[Task instructions]: Can you revise the lines below so that each "contained in it" becomes "visible in it", with nothing else changed and the pictures left out?

--- Begin ---

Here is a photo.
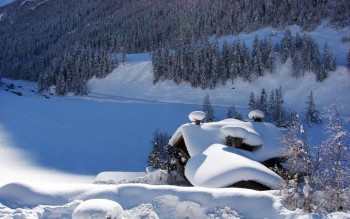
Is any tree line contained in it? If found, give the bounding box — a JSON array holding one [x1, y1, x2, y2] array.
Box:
[[0, 0, 350, 93], [152, 30, 336, 89]]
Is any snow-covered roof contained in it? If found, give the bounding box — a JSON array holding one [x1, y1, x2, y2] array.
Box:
[[188, 111, 205, 122], [220, 124, 262, 146], [169, 119, 283, 188], [248, 110, 265, 119]]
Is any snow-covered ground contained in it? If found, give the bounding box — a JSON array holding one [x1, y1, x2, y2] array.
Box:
[[89, 22, 350, 114], [0, 0, 14, 7], [0, 23, 350, 218], [0, 183, 350, 219]]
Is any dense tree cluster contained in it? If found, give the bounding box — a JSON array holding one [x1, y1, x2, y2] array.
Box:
[[152, 36, 276, 89], [152, 30, 336, 89], [0, 0, 350, 93], [280, 30, 336, 81], [282, 105, 350, 212], [248, 87, 287, 126], [147, 129, 179, 172]]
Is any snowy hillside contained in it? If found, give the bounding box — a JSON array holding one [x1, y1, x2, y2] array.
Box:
[[0, 23, 350, 218], [0, 184, 350, 219], [0, 0, 14, 7], [88, 24, 350, 114]]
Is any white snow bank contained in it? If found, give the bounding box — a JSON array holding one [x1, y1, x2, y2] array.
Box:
[[169, 119, 283, 162], [88, 25, 350, 113], [248, 110, 265, 119], [0, 184, 350, 219], [188, 111, 205, 122], [94, 169, 169, 185], [169, 119, 283, 188], [0, 184, 283, 219], [94, 171, 147, 184], [220, 125, 263, 146], [72, 199, 123, 219], [185, 144, 283, 188]]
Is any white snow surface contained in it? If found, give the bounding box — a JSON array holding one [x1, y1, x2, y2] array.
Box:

--- End ---

[Response for this exercise]:
Here is a photo.
Is any tree line visible in it? If found, give the bounding box — a JSON array holding one [x1, y1, x2, y2] array.
Box:
[[0, 0, 350, 93], [152, 30, 336, 89]]
Is any snow-covered roof visible in it? If found, give the bounding box — a JSON array holding one [x1, y1, x2, y2] array.
Box:
[[188, 111, 205, 122], [220, 124, 262, 146], [169, 119, 283, 188], [248, 110, 265, 119]]
Is any snow-covered ground visible in it? If found, give the bounding box — a JSON array holding one [x1, y1, x2, y2] array.
Box:
[[89, 22, 350, 114], [0, 0, 14, 7], [0, 23, 350, 218], [0, 183, 350, 219]]
Is any dense tree cluster visible in it? If found, give the bounding box — a JSON array holding one [x1, y1, x2, y2] array.
Box:
[[152, 36, 276, 89], [152, 30, 336, 89], [0, 0, 350, 93], [280, 30, 336, 81], [282, 105, 350, 212], [248, 87, 287, 126], [147, 129, 179, 172]]
Is any snowy hillside visible in it? If found, give the bounding box — a JSON array holding one [x1, y1, x2, y2] array.
Box:
[[0, 23, 350, 218], [0, 184, 350, 219], [0, 0, 14, 7], [88, 24, 350, 114]]
Is any white snow bank visible in it? If found, give the bounding box — a JSON array holding one [x1, y1, x2, y2] array.
Box:
[[169, 119, 283, 162], [88, 25, 350, 113], [248, 110, 265, 119], [0, 184, 350, 219], [188, 111, 205, 122], [94, 169, 169, 185], [169, 119, 283, 188], [0, 184, 283, 219], [94, 171, 147, 184], [220, 125, 263, 146], [72, 199, 123, 219], [185, 144, 283, 188]]
Is any white snow surface visible in it? If found, give the bounding box — a JSON array holding one [x1, y1, x2, y2] array.
Box:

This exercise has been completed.